PROBLEM STATEMENT: Your task is to extract the lines from the one holding "Mark the crown" through the end of the material. Set them down exactly and add nothing.
◇ ◇ ◇ ◇ ◇
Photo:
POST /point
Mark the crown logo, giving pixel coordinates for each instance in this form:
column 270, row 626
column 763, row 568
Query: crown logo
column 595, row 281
◇ ◇ ◇ ◇ ◇
REPLY:
Mark the crown logo, giving pixel coordinates for each instance in this form:
column 270, row 626
column 763, row 568
Query: crown logo
column 595, row 281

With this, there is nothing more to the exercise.